REQUISITOS DA TAREFA: Reescreva os registros da linha que contém "Mark the hoodie", inclusive, até o final, substituindo "dark trousers" por "black trousers" e mantendo todo o resto inalterado.
▼
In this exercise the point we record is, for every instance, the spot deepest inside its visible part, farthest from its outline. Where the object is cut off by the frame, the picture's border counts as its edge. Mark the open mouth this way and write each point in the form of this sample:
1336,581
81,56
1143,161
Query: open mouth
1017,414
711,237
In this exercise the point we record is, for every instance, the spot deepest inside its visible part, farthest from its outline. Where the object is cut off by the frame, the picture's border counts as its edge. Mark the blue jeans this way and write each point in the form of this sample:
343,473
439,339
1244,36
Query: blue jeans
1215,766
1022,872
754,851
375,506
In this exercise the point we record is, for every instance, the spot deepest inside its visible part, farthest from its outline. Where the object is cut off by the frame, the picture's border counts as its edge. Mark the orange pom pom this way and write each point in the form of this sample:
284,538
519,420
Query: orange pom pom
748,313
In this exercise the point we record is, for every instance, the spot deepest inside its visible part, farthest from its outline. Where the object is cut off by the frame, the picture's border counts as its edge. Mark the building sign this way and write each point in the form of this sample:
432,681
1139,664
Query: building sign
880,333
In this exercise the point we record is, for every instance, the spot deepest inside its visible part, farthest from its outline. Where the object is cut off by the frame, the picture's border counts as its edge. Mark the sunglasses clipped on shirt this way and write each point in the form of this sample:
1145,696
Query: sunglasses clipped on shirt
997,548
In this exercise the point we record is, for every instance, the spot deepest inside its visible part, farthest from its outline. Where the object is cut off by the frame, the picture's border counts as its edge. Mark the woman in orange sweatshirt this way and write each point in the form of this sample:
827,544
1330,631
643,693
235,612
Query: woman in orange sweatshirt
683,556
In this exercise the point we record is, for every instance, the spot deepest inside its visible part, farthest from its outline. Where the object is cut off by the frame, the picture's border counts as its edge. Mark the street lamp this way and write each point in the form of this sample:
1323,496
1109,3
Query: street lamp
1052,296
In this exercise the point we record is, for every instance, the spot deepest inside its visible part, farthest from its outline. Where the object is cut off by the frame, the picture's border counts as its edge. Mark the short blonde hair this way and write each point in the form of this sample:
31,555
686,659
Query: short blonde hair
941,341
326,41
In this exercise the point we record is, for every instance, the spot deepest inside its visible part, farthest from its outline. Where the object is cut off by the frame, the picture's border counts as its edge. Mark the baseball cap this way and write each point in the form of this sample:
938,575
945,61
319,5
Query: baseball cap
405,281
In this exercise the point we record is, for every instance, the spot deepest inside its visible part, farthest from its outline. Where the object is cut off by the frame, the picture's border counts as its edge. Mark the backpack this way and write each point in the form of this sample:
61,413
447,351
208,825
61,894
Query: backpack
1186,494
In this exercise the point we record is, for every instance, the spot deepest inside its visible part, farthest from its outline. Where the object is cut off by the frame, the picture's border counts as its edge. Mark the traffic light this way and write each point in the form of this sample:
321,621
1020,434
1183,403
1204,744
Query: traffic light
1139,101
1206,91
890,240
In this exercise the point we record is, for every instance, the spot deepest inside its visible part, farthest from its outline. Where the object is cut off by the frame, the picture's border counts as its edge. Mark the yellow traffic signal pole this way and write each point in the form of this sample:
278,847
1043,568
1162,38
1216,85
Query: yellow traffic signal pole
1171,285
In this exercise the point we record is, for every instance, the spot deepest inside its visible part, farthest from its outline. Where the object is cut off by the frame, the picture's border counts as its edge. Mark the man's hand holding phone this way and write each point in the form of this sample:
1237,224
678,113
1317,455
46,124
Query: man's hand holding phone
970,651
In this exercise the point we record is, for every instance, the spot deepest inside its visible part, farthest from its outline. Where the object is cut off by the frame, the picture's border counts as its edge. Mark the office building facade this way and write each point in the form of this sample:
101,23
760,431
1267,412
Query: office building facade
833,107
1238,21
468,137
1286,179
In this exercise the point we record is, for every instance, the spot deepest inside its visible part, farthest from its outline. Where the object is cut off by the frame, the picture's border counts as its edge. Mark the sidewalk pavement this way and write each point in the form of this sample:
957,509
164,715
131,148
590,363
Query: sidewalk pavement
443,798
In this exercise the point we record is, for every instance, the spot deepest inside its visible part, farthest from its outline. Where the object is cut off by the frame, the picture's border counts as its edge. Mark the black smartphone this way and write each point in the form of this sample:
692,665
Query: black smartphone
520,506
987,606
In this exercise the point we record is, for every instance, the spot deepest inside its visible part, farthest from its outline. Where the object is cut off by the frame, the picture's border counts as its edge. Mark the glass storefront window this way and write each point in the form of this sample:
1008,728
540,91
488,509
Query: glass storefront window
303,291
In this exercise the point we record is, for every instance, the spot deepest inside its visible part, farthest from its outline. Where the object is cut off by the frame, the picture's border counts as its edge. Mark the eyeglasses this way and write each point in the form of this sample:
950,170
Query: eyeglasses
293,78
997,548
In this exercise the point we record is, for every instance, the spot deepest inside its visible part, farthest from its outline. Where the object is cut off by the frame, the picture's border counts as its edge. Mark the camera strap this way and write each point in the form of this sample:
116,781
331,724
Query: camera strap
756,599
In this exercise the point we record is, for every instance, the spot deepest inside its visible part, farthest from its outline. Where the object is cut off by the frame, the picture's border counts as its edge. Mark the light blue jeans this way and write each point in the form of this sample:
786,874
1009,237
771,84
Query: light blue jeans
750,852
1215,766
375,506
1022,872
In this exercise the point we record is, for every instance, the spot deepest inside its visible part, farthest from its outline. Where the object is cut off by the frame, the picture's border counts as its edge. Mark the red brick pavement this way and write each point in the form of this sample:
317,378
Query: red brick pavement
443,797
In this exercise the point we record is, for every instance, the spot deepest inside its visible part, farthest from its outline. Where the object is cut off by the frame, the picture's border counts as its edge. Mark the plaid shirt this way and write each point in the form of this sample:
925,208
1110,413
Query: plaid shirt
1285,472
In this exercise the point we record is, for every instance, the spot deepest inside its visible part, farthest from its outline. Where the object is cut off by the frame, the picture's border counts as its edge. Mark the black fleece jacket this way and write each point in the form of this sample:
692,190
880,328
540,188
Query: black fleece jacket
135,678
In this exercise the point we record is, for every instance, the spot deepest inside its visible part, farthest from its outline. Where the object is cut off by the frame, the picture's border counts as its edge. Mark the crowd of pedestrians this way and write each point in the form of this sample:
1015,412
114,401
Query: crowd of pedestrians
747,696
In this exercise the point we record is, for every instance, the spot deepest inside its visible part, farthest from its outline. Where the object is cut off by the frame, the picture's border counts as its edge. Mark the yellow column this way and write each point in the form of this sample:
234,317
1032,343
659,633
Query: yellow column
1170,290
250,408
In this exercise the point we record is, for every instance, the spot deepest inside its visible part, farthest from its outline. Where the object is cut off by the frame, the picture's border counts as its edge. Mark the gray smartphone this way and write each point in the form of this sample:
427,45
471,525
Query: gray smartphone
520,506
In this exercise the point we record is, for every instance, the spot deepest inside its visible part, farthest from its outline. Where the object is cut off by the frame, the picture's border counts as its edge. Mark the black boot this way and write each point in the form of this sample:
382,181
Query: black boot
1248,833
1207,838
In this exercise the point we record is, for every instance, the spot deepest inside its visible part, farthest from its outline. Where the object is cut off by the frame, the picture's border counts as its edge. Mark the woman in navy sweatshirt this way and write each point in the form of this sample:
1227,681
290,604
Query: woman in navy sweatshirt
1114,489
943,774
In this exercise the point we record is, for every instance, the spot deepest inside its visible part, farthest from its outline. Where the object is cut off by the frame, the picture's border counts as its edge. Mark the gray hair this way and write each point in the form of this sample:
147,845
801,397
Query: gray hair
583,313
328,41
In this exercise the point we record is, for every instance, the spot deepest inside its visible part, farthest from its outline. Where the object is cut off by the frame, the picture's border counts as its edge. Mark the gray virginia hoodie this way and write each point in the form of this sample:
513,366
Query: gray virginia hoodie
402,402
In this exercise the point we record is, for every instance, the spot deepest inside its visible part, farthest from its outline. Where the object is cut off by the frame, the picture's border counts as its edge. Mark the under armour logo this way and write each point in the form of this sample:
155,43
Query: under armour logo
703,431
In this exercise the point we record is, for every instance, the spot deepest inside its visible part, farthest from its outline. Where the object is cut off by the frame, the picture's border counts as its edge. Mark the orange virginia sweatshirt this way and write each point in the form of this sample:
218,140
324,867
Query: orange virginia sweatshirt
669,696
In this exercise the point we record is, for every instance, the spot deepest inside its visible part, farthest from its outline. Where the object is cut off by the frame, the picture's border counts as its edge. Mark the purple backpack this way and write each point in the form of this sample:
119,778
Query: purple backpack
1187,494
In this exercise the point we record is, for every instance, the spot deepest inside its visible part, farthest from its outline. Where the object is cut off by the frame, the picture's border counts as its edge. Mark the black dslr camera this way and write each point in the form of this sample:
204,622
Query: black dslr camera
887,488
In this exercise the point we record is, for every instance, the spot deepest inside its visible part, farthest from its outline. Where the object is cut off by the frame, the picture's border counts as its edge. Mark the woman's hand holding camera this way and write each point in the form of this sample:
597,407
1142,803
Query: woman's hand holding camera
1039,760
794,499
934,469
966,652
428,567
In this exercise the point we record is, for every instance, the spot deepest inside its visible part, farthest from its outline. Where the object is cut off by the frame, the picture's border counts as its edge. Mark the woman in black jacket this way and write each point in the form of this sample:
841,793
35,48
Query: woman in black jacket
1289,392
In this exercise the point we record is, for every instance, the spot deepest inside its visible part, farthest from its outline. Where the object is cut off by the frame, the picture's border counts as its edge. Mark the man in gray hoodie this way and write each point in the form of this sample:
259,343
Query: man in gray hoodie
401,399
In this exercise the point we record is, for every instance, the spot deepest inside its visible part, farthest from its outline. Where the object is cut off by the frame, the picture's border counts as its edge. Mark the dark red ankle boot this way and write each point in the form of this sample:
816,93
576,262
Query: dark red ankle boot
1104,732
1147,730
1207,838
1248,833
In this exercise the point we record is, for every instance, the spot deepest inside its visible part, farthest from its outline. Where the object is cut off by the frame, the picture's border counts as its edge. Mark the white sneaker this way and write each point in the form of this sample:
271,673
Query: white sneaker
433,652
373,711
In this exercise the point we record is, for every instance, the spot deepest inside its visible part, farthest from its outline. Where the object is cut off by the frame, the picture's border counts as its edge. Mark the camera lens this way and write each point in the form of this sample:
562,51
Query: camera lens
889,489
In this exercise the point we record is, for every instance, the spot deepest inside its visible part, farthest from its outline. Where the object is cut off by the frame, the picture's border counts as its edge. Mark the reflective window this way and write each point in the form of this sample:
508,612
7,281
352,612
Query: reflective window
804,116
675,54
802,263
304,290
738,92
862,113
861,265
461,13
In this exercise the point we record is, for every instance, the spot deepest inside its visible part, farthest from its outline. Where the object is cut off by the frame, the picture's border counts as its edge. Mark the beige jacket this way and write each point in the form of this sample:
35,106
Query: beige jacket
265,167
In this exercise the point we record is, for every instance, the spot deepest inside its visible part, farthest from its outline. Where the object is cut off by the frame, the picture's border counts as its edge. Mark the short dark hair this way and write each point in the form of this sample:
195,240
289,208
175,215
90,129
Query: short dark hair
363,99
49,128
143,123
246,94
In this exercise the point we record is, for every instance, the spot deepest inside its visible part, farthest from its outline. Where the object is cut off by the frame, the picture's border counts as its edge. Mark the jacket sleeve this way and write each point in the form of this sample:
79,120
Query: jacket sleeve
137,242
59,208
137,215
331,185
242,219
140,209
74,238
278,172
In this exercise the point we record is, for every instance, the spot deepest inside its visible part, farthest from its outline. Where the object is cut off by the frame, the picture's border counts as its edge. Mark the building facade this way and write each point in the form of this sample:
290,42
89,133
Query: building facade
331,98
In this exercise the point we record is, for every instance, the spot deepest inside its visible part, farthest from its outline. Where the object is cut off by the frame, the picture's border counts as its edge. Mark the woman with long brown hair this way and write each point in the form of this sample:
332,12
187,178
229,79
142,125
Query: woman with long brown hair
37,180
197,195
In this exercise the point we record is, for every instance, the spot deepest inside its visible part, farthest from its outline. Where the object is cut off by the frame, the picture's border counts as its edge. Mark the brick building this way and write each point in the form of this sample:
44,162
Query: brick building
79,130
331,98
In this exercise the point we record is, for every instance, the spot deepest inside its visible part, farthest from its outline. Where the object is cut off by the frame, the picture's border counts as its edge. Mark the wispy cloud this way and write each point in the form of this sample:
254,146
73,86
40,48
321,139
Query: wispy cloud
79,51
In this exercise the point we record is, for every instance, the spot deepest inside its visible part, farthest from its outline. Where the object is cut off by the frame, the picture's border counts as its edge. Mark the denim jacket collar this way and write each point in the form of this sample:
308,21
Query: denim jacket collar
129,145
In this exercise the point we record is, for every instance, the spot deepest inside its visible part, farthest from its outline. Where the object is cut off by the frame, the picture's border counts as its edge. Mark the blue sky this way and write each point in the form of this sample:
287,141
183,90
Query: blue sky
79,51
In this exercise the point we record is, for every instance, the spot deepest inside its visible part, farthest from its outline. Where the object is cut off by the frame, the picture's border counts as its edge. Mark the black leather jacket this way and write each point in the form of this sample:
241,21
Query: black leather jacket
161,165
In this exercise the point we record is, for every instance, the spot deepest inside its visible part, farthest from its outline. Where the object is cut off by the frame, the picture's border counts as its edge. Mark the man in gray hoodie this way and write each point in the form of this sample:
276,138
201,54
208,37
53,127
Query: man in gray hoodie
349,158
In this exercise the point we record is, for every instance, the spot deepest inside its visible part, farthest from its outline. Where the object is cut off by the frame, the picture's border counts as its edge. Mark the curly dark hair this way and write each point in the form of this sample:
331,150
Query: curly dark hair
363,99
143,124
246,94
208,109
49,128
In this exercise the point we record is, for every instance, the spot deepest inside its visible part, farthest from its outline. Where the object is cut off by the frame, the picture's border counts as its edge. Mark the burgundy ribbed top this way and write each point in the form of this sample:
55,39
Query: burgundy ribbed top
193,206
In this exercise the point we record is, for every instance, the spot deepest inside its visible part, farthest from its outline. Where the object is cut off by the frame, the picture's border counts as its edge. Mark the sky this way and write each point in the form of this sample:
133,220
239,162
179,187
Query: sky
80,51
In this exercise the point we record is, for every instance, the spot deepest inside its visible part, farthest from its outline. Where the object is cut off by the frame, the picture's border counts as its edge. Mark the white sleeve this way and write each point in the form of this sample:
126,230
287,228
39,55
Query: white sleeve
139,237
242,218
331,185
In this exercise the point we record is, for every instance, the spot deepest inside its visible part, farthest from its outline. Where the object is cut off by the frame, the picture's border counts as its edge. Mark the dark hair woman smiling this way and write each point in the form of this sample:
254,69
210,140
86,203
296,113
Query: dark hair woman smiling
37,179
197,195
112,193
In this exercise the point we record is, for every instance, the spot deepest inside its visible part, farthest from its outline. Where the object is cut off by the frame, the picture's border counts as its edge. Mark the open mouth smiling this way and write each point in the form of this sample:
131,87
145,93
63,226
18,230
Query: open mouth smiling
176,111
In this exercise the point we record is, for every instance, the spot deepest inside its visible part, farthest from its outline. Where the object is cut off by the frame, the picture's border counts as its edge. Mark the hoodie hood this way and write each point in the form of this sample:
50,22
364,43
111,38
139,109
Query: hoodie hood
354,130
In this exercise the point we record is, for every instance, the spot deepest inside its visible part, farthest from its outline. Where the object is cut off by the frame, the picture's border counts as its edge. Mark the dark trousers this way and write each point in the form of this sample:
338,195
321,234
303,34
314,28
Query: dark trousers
▲
RESPOSTA AO PROBLEMA:
In this exercise the point we record is, for every instance, the spot deepest inside its visible part, farthest from its outline. Where the object is cut off by the frame, the picture's border counts as its edge. Mark the hoodie hood this way and write each point in the form of this sample:
50,22
364,43
111,38
139,109
Query: hoodie hood
354,130
In this exercise the point we record is, for every instance, the spot deepest inside its visible part, farthest from its outline. Where the object is cut off by the frame, the picture's border counts as its edge. Mark the black trousers this way and write each point in the form of this sample:
338,195
321,234
303,34
314,28
Query: black trousers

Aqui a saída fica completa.